> _Extrait du texte_:
En attendant, les déchets de haute et moyenne activité à vie longue s’entassent petit à petit à la Hague. Et lorsque le site de stockage profond ouvrira ses portes pour enfouir ces colis, il ne faudra pas moins d’une centaine d’années pour entreposer les déchets actuels entreposés... « C’est long, mais pour manipuler ces déchets radioactifs, on ne pourra pas aller plus vite que de descendre 1 à 3 colis par jour » ajoute Robert Guillaumont.
Si l’option du stockage géologique profond est votée en 2016, les opérations devraient débuter vers 2025, du côté de la Meuse.
Second débat : pour ou contre la réversibilité du stockage profond
Outre la question de la construction ou non d’un espace de stockage profond et sa future localisation, les parlementaires auront à trancher sur la réversibilité du stockage : des colis entreposés pourront-ils être remontés à la surface, pour être éventuellement retraités, réexploités comme matière première ? Et si oui, pendant combien d’années ?

> _Série d'exercices_:
1 > D'après le texte sur le stockage des déchets radioactifs, vers quelle année les opérations devraient-elles débuter si l'option du stockage géologique profond est votée en 2016 ?
2 > Recopiez le passage du texte sur le stockage des déchets radioactifs en commençant à « En attendant, les » et en terminant à « ajoute Robert Guillaumont. ».
Ces enregistrements ne servent à rien ici.

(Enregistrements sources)
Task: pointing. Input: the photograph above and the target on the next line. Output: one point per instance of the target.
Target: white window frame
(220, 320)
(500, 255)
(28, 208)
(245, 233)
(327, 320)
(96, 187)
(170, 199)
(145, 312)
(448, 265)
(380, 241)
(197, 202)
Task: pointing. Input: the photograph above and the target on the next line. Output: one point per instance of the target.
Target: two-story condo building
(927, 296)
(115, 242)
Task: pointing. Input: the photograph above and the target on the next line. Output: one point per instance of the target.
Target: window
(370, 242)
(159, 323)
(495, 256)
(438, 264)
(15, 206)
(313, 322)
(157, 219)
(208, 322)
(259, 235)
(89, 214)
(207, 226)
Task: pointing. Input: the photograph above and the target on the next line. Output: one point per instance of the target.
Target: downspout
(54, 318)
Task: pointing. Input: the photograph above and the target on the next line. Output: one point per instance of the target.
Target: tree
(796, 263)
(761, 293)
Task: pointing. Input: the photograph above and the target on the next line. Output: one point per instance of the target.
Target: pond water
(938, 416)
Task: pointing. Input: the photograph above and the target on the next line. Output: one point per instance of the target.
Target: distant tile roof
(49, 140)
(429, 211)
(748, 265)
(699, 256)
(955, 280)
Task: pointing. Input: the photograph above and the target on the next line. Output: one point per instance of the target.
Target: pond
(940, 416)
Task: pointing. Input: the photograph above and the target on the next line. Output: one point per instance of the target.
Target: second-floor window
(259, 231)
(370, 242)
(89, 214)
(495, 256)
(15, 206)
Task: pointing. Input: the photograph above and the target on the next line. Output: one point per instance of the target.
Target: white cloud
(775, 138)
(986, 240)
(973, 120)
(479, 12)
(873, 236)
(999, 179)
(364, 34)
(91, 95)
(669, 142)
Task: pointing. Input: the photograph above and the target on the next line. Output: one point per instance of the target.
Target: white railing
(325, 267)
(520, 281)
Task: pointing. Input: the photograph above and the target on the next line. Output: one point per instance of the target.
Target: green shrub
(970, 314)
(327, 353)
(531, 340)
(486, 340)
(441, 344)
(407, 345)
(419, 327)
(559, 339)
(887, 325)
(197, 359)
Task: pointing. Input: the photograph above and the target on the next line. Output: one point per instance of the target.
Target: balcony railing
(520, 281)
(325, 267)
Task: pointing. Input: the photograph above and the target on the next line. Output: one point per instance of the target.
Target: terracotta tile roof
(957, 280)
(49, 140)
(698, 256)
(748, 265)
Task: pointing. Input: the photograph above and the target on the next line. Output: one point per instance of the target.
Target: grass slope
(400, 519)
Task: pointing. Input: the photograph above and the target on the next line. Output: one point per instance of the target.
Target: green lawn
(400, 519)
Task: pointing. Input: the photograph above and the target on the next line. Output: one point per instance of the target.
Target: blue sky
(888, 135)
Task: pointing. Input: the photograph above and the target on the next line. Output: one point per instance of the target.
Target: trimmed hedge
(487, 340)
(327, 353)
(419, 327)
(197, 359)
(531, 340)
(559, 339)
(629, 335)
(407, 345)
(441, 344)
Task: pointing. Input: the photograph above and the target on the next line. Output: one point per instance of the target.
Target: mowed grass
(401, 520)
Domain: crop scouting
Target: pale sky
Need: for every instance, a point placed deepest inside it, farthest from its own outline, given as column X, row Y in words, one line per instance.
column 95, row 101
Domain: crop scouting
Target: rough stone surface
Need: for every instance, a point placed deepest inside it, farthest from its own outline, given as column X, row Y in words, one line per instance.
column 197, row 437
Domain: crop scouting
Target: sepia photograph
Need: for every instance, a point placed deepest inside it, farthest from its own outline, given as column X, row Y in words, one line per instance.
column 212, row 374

> _Réponses attendues_:
1 > Vers 2025, du côté de la Meuse.

2 >
En attendant, les déchets de haute et moyenne activité à vie longue s’entassent petit à petit à la Hague. Et lorsque le site de stockage profond ouvrira ses portes pour enfouir ces colis, il ne faudra pas moins d’une centaine d’années pour entreposer les déchets actuels entreposés... « C’est long, mais pour manipuler ces déchets radioactifs, on ne pourra pas aller plus vite que de descendre 1 à 3 colis par jour » ajoute Robert Guillaumont.